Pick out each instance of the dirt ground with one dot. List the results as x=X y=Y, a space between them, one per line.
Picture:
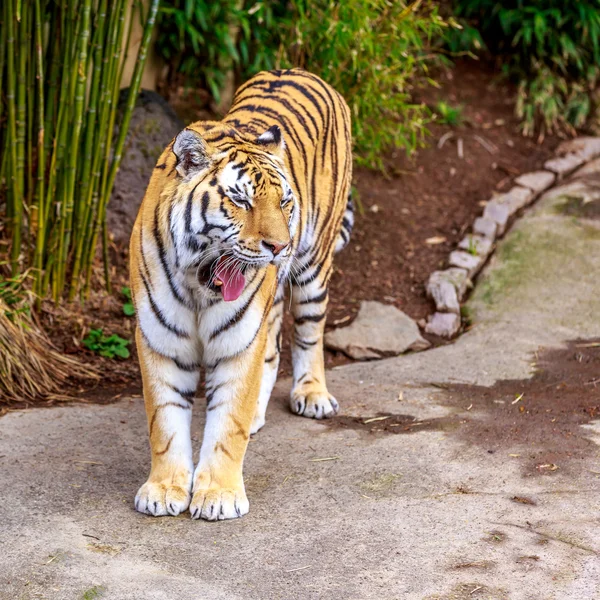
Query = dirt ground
x=543 y=412
x=407 y=221
x=500 y=503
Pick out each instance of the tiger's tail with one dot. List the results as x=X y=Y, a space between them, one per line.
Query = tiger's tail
x=347 y=225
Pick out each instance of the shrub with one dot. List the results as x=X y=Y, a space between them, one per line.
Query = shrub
x=374 y=52
x=202 y=40
x=109 y=346
x=60 y=71
x=550 y=47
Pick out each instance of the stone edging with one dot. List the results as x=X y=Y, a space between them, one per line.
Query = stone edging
x=448 y=288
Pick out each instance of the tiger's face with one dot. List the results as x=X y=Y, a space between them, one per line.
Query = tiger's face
x=240 y=211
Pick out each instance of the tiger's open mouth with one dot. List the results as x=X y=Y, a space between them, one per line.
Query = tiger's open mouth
x=227 y=276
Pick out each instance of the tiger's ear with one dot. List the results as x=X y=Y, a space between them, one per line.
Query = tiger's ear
x=191 y=152
x=272 y=141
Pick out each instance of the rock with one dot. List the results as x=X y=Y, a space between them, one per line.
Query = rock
x=153 y=125
x=447 y=288
x=518 y=197
x=443 y=324
x=379 y=330
x=563 y=165
x=584 y=147
x=515 y=199
x=536 y=181
x=444 y=295
x=590 y=169
x=457 y=277
x=476 y=244
x=497 y=212
x=485 y=227
x=464 y=260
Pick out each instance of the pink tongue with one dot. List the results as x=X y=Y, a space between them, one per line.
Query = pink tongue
x=232 y=278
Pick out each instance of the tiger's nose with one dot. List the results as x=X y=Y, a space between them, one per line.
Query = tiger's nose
x=274 y=247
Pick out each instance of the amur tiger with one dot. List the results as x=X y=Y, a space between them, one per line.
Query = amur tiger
x=235 y=212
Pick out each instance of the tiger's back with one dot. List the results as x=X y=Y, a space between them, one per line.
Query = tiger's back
x=234 y=210
x=315 y=121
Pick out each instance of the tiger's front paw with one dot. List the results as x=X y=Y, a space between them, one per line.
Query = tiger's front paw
x=219 y=503
x=160 y=499
x=314 y=405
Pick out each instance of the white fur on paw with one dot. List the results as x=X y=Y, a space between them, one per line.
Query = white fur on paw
x=314 y=405
x=160 y=499
x=257 y=424
x=218 y=504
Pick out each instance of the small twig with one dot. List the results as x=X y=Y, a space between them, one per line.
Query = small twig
x=444 y=139
x=298 y=569
x=489 y=146
x=373 y=419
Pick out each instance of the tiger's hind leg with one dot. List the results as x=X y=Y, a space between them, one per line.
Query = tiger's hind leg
x=309 y=396
x=271 y=365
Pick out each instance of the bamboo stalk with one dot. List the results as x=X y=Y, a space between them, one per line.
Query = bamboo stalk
x=41 y=154
x=91 y=154
x=131 y=99
x=14 y=196
x=80 y=76
x=111 y=99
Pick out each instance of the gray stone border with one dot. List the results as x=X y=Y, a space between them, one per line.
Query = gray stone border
x=448 y=288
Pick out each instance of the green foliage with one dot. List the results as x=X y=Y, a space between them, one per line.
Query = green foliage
x=108 y=346
x=448 y=114
x=14 y=300
x=374 y=52
x=202 y=39
x=95 y=592
x=61 y=65
x=128 y=307
x=551 y=47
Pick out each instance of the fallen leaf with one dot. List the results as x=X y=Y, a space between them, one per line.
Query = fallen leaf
x=435 y=240
x=373 y=419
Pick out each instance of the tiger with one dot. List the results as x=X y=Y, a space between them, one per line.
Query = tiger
x=237 y=211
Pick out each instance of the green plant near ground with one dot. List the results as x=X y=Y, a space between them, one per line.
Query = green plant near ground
x=61 y=64
x=128 y=307
x=448 y=114
x=93 y=593
x=550 y=47
x=109 y=346
x=375 y=53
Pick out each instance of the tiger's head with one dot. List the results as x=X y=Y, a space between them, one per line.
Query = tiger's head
x=240 y=213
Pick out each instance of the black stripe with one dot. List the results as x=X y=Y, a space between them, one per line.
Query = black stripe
x=162 y=255
x=315 y=299
x=183 y=367
x=309 y=318
x=159 y=314
x=239 y=314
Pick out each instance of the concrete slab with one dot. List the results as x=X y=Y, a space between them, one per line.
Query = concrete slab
x=420 y=516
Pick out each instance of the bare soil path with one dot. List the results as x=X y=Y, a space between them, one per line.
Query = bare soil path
x=489 y=490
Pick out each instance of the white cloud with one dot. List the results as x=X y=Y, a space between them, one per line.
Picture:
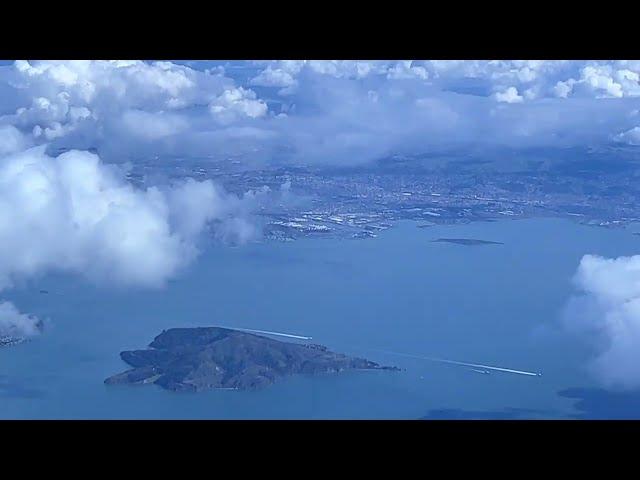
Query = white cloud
x=75 y=214
x=510 y=95
x=607 y=314
x=11 y=140
x=237 y=103
x=16 y=324
x=631 y=137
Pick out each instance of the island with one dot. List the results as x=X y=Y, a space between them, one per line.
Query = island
x=196 y=359
x=467 y=241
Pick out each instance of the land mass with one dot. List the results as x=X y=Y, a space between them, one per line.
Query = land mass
x=467 y=241
x=195 y=359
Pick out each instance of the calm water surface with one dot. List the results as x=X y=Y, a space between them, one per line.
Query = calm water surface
x=492 y=304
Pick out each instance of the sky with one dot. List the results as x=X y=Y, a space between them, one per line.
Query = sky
x=76 y=212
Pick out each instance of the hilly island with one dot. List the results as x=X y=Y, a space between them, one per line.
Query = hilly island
x=196 y=359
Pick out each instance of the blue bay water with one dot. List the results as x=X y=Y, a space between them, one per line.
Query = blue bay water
x=492 y=304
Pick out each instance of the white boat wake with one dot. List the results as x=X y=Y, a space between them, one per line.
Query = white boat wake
x=266 y=332
x=464 y=364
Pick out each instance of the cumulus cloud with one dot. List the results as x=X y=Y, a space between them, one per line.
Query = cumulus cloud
x=16 y=324
x=607 y=315
x=305 y=111
x=510 y=95
x=75 y=214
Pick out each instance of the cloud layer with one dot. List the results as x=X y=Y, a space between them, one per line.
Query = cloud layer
x=607 y=315
x=337 y=112
x=75 y=214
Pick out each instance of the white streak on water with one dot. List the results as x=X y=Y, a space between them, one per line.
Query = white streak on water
x=281 y=334
x=464 y=364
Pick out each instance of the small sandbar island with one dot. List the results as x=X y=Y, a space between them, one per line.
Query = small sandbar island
x=196 y=359
x=467 y=241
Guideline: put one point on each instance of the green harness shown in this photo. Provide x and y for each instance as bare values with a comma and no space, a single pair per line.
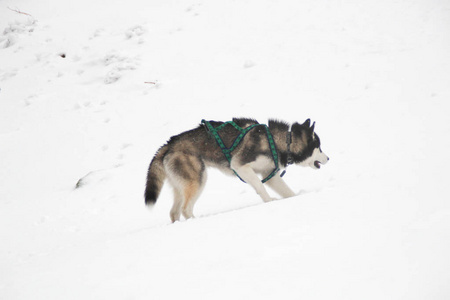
243,131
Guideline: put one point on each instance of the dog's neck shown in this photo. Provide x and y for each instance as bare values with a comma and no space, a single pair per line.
283,139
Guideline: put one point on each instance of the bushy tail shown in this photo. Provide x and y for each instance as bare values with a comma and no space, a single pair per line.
155,177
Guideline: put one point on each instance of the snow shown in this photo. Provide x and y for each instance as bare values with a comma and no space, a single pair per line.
89,90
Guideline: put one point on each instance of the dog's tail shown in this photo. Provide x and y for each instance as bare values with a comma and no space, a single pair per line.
155,177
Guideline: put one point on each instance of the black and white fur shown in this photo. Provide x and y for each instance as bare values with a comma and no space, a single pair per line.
184,158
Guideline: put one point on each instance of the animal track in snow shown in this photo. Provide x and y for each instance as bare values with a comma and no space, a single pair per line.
118,65
11,34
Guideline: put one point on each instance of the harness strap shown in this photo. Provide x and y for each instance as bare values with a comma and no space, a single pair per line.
290,159
243,131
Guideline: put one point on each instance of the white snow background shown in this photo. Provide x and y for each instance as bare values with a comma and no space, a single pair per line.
91,89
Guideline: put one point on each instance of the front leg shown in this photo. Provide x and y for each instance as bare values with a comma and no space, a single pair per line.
280,187
248,175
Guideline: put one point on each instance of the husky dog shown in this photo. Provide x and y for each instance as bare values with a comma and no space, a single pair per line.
184,158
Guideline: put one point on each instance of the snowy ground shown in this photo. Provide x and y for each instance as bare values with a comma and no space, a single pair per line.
91,89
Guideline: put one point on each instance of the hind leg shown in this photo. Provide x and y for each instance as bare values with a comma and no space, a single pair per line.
191,193
186,173
175,212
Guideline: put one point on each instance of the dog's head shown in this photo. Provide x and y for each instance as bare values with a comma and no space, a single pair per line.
306,146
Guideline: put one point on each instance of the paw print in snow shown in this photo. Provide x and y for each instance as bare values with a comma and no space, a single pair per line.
119,65
136,33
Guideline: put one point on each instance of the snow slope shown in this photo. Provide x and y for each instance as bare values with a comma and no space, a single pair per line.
91,89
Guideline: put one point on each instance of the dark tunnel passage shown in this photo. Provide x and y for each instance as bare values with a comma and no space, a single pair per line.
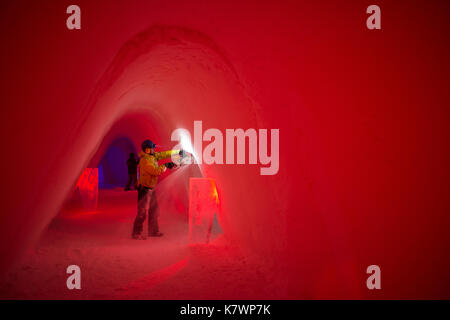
112,169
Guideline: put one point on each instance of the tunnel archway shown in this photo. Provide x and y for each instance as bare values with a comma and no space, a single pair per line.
166,78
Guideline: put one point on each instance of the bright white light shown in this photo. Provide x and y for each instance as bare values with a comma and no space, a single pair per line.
184,138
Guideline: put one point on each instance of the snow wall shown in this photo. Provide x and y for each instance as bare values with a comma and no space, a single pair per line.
363,141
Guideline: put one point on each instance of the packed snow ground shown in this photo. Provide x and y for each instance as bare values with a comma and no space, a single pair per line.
113,266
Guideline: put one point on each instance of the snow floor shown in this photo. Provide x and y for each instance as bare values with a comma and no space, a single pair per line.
113,266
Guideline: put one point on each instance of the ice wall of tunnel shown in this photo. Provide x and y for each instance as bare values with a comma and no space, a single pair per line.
363,134
152,75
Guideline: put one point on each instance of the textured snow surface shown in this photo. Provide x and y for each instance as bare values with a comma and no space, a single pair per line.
113,266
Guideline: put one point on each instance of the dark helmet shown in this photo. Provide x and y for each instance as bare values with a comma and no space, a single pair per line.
147,144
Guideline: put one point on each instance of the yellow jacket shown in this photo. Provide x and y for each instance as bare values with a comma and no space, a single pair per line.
149,170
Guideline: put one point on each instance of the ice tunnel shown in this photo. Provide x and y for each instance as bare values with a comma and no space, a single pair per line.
362,144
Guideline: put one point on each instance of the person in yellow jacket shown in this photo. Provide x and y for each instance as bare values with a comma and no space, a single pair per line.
149,170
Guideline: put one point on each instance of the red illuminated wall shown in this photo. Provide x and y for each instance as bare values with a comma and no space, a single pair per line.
362,115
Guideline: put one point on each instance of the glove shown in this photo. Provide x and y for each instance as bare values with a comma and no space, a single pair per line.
169,165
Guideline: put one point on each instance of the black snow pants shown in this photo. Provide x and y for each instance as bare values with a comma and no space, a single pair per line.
147,204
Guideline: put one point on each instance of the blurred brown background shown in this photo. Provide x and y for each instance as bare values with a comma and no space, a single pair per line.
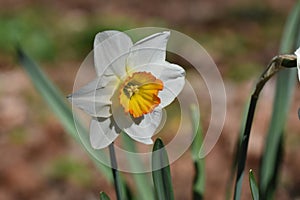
39,160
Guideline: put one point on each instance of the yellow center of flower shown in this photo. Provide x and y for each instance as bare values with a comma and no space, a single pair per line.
138,93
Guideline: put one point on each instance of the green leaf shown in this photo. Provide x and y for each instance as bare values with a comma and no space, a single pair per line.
104,196
284,90
161,172
199,178
236,154
253,186
144,188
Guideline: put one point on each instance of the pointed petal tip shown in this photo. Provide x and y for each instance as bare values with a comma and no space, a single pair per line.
69,97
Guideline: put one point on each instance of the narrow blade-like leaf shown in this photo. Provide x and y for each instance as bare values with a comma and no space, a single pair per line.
284,89
161,172
199,178
253,186
143,185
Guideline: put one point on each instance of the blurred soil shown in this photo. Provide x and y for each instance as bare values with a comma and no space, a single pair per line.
39,160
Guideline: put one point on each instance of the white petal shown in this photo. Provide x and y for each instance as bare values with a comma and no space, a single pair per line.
110,51
173,77
102,132
298,61
151,49
95,97
146,128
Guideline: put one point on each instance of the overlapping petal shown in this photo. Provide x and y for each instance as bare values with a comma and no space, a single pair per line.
95,97
151,49
145,129
103,131
122,98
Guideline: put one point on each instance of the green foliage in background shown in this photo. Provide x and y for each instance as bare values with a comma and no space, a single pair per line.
286,82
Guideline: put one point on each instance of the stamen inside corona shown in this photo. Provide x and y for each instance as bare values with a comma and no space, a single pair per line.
138,93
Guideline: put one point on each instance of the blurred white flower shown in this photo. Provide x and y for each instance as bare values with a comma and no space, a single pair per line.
297,52
134,82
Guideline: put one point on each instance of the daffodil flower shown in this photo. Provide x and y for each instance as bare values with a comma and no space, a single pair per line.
134,83
297,52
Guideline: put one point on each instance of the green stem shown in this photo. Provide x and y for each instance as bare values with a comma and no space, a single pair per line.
276,64
114,167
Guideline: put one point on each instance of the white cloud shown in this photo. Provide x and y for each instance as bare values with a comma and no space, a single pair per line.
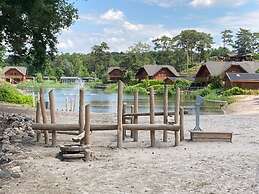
112,15
208,3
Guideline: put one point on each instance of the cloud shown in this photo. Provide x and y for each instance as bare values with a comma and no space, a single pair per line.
112,15
247,20
195,3
208,3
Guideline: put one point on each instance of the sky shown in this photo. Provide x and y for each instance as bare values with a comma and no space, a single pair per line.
123,23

◇ ◇ ◇

◆ Task statement ◆
The required output is every line above from the one with "Query = green plant near ground" down to the one with "Pick out each instance of the concrete", restated word for word, ends included.

◆ Response to the exercise ◆
Query = green plant near ground
x=61 y=64
x=128 y=307
x=448 y=114
x=93 y=593
x=550 y=47
x=109 y=346
x=375 y=53
Pick out each instance of the tiger's head with one dot. List the results as x=X y=Y, a space between them, one per line.
Query = tiger's head
x=240 y=213
Pick out each instance of the black stripe with one dot. List the results as x=X y=Y, a space between them, one per line.
Query = black stripe
x=162 y=255
x=315 y=299
x=183 y=367
x=309 y=318
x=159 y=314
x=239 y=314
Pick out each instance of the concrete slab with one dot. List the results as x=X y=Y, a space between them, one per line.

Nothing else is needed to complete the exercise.